> **Task 1**: Reproduce the passage below about Zygmunt Bauman word for word, starting at "He wrote more" and ending at "changing world creates.".

Zygmunt Bauman, the Polish sociologist and a major public intellectual, is dead at 91 – or, as his widow put it, he has changed his place of residence “to liquid eternity.”

According to The New York Times“The Polish-born left-wing thinker’s works explored the fluidity of identity in the modern world, the Holocaust, consumerism and globalization.” The article continued:

Renowned for an approach that incorporated philosophy and other disciplines, Bauman was a strong moral voice for the poor and dispossessed in a world upended by globalization. Whether he was writing about the Holocaust or globalization, his focus remained on how humans can create a dignified life through ethical decisions.

He wrote more than 50 books, notably “Modernity and the Holocaust,” a 1989 release in which he differed with many other thinkers who saw the barbarism of the Holocaust as a breakdown in modernity. Bauman viewed the mass exterminations of Jews as the very outcome of such pillars of modernity as industrialization and rationalized bureaucracy.

“It was the rational world of modern civilization that made the Holocaust thinkable,” Bauman wrote.

In the 1990s, Bauman coined the term “liquid modernity” to describe a contemporary world in such flux that individuals are left rootless and bereft of any predictable frames of reference.

In books including “Liquid Times” and “Liquid Modernity” he explored the frailty of human connection in such times and the insecurity that a constantly changing world creates.

Read the NYT obituary here. Or, from a more insightful Polish perspective, you might try this piece by Polish scholar Artur Sebastian Rosman over at his blog, Cosmos the in Lost:

His Liquid Modernity might be the single best description of the world we inhabit where all that is solid melts into thin air. The center does not hold, but Bauman is a sure guide to understanding what all that means. What Liquid Modernity describes, and it is something I’ve briefly discussed before, is not an academic exercise, but something that affects not only the present, but also the collective future. I cannot recommend this work highly enough if you feel confused about the world we inhabit and where it is heading. If you can’t relate to this feeling of vertigo then you probably have some bigger problems.

> **Task 2**: Collect every line of the listing below that contains the string "kitchen", treating uppercase and lowercase as different.

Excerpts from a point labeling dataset

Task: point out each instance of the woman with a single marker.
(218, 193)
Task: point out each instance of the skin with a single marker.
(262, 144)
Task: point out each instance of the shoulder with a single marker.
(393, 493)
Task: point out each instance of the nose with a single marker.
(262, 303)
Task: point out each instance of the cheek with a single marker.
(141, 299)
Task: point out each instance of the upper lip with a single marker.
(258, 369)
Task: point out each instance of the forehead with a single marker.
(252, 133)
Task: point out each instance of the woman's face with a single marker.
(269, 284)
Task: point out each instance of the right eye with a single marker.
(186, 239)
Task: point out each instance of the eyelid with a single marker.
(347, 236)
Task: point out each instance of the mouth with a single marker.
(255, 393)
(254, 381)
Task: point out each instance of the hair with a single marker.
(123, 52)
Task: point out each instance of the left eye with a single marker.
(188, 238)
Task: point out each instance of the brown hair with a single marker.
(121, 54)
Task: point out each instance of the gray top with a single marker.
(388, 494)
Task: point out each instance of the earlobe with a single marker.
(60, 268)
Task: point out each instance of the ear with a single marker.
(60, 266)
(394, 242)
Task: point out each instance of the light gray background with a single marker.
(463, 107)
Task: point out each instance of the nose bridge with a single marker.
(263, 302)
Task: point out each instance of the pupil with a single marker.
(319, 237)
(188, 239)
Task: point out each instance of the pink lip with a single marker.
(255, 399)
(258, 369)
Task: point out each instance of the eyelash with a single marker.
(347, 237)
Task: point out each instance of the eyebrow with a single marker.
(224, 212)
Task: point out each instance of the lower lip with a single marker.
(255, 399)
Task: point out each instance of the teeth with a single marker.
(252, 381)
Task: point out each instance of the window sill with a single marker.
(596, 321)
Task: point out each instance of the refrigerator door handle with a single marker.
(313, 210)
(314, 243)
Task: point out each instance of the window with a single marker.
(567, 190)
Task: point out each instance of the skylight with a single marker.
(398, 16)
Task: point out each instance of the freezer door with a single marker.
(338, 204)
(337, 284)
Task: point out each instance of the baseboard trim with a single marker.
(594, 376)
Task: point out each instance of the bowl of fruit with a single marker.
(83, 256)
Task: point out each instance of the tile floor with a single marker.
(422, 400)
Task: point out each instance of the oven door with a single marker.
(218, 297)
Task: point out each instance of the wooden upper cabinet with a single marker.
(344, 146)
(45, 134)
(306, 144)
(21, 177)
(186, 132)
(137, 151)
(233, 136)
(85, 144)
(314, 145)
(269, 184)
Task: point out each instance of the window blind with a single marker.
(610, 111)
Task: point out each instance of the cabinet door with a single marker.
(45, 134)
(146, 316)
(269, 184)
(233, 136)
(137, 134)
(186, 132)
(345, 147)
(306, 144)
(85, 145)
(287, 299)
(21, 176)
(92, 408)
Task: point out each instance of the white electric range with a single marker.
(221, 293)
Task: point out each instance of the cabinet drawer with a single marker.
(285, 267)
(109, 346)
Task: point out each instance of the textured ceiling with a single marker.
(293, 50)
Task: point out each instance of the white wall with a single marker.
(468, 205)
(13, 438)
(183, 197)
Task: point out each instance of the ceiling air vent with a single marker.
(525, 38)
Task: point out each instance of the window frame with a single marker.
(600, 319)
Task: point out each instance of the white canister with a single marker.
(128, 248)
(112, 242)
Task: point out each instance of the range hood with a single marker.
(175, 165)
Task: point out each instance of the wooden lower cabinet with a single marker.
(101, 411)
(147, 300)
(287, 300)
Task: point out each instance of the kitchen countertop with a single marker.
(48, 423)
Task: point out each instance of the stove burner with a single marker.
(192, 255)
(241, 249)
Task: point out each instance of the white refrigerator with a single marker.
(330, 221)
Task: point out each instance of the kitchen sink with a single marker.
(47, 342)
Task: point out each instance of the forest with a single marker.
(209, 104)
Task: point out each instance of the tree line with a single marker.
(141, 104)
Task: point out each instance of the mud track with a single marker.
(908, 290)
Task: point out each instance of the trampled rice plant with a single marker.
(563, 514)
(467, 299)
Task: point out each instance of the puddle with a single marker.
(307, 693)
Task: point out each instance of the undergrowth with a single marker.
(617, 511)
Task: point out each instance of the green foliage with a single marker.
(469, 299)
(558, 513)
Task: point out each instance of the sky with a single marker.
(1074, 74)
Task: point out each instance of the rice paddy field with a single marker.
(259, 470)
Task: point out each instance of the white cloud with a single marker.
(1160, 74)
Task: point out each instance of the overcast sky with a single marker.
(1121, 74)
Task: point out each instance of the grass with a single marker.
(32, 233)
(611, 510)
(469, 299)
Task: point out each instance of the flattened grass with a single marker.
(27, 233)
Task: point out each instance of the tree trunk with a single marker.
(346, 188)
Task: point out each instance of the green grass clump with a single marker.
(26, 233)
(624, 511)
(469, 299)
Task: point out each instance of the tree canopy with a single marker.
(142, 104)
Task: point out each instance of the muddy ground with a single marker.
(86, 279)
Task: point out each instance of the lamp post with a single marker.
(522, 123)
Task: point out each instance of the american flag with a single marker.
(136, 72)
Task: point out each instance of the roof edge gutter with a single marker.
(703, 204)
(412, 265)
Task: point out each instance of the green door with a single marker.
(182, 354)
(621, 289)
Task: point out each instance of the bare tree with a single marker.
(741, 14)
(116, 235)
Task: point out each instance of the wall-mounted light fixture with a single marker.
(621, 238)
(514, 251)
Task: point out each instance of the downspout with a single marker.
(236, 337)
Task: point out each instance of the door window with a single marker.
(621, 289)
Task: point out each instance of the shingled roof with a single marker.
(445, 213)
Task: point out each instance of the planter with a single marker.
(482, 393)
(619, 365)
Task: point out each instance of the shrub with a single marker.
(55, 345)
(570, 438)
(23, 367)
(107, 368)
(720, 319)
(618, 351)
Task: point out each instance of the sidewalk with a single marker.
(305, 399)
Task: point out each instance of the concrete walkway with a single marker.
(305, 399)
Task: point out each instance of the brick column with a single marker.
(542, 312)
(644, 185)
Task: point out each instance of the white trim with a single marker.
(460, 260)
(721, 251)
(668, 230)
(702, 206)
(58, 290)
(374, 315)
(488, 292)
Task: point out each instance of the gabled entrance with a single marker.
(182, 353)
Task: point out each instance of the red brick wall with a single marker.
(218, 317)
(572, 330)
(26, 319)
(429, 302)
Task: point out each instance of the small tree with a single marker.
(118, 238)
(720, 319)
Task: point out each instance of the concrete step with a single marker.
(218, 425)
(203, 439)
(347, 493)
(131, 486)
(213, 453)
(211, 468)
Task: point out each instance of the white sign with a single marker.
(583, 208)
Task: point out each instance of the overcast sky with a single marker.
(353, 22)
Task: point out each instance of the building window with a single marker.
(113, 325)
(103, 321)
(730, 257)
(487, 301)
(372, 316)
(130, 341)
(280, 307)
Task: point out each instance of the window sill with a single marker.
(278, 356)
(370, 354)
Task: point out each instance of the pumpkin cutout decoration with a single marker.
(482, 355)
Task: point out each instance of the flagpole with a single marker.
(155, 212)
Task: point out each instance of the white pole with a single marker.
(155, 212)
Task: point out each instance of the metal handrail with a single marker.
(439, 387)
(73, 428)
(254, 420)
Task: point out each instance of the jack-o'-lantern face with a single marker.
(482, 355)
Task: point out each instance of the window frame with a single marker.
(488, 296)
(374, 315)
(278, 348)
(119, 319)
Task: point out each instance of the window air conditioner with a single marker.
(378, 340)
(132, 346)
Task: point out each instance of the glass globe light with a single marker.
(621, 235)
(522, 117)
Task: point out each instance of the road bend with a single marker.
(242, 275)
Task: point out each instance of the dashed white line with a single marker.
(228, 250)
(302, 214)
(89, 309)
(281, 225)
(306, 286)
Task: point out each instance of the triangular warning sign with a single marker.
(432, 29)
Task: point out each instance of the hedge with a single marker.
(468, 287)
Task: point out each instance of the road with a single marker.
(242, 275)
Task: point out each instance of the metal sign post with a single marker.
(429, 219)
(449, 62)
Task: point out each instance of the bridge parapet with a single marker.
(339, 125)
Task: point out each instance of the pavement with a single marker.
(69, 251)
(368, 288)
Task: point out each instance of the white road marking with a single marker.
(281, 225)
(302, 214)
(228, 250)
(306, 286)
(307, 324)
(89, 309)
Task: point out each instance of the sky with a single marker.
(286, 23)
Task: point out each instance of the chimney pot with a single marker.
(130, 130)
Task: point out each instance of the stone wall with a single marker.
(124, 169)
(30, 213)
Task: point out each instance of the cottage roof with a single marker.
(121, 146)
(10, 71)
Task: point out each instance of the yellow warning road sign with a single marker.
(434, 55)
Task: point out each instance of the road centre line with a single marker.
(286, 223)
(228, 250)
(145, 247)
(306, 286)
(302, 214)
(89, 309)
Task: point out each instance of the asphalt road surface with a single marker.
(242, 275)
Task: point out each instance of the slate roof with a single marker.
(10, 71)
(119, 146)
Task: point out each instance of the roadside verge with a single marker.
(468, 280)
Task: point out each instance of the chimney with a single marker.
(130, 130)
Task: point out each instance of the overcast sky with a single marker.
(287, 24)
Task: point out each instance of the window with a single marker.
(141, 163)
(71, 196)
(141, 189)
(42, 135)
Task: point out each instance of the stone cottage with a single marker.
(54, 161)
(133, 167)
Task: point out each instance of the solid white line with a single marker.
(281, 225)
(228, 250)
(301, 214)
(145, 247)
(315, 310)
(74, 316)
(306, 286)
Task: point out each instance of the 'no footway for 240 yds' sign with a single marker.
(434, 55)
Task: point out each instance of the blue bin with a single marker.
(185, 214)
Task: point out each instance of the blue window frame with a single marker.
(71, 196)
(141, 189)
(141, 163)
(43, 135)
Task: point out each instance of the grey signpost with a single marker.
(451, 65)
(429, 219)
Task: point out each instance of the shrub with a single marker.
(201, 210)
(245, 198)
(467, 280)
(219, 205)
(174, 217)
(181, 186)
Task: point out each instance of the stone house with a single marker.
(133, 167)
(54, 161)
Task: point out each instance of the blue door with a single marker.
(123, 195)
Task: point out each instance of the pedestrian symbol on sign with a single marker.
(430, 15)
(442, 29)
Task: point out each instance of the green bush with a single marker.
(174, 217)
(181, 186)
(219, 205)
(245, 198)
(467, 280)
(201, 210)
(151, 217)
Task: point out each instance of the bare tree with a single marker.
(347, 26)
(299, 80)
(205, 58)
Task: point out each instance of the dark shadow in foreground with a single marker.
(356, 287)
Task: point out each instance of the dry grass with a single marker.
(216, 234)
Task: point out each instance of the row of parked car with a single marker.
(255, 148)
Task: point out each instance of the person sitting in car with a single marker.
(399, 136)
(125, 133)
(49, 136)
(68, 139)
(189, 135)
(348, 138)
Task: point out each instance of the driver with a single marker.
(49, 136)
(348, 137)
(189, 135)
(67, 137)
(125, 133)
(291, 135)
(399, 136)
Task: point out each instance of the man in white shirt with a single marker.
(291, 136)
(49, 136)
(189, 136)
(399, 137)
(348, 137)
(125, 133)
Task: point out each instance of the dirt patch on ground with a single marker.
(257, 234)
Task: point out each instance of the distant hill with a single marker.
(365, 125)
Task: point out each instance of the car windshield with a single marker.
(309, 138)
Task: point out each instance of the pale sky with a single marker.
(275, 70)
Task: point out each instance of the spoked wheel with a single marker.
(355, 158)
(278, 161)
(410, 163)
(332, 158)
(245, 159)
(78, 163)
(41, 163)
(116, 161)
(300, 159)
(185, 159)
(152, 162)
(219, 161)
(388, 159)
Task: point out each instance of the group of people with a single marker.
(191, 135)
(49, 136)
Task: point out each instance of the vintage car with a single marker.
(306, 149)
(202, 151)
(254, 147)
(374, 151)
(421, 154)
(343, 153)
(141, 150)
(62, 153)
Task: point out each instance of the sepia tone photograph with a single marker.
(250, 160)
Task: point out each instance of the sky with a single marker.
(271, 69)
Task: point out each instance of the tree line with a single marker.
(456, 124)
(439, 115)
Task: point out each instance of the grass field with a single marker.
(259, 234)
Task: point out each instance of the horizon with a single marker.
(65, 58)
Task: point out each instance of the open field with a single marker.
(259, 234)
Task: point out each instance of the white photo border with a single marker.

> **Exercise output 1**:
He wrote more than 50 books, notably “Modernity and the Holocaust,” a 1989 release in which he differed with many other thinkers who saw the barbarism of the Holocaust as a breakdown in modernity. Bauman viewed the mass exterminations of Jews as the very outcome of such pillars of modernity as industrialization and rationalized bureaucracy.

“It was the rational world of modern civilization that made the Holocaust thinkable,” Bauman wrote.

In the 1990s, Bauman coined the term “liquid modernity” to describe a contemporary world in such flux that individuals are left rootless and bereft of any predictable frames of reference.

In books including “Liquid Times” and “Liquid Modernity” he explored the frailty of human connection in such times and the insecurity that a constantly changing world creates.

> **Exercise output 2**:
Task: point out each instance of the kitchen countertop with a single marker.
Task: point out each instance of the kitchen sink with a single marker.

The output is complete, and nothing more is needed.